--- Listed records ---

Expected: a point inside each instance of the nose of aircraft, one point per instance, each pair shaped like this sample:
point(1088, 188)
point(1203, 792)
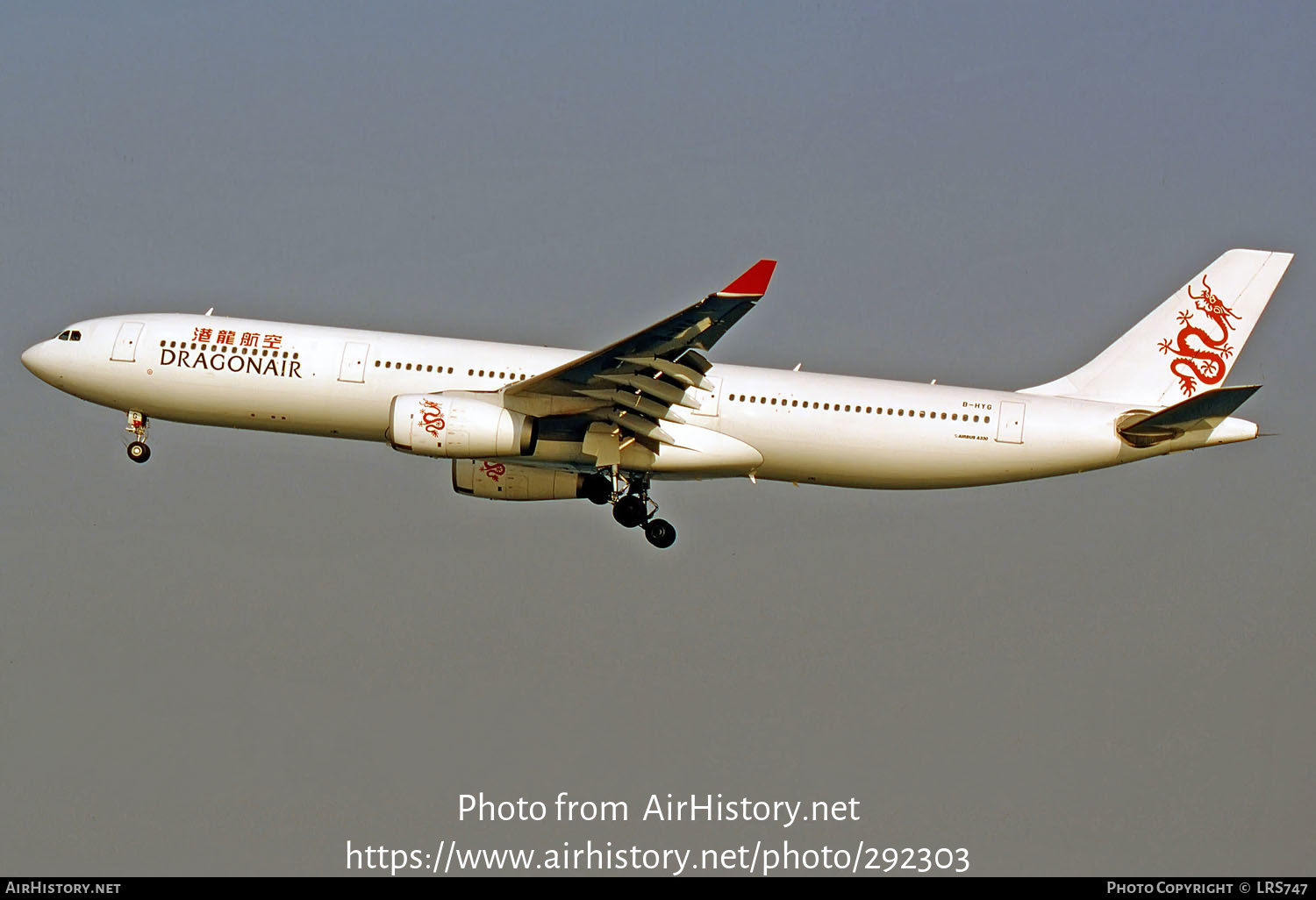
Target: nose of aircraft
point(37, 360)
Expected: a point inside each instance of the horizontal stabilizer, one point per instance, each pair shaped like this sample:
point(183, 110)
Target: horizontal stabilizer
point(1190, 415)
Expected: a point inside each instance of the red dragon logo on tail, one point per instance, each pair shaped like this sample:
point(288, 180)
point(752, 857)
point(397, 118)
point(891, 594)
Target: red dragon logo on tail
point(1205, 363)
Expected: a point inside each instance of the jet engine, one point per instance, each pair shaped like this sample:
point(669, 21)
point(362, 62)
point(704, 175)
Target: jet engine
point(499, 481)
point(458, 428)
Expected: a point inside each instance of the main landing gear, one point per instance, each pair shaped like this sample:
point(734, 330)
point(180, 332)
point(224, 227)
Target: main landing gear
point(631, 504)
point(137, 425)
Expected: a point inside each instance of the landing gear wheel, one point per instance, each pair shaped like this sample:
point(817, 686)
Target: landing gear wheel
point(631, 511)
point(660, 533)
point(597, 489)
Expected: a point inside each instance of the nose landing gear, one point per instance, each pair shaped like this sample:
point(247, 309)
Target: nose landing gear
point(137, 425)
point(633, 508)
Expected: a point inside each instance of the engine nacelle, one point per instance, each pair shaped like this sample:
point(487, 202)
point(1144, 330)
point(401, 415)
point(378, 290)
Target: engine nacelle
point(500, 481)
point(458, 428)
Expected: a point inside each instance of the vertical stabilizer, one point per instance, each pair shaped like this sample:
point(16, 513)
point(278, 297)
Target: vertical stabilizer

---

**Direction**
Starting with the line containing "Expected: a point inside each instance of the engine" and going on through the end of the records above, write those lines out again, requests included, with every coordinate in the answer points shifted by -22.

**Exercise answer**
Expected: a point inside each instance of the engine nacelle, one point per instance, each pair shaped like this sample:
point(487, 202)
point(1144, 330)
point(401, 415)
point(378, 290)
Target: engine nacelle
point(478, 459)
point(436, 406)
Expected: a point inside each instance of the vertical stabilizer, one point per instance, each pair shaped like this sample:
point(16, 513)
point(278, 297)
Target: vertical stabilizer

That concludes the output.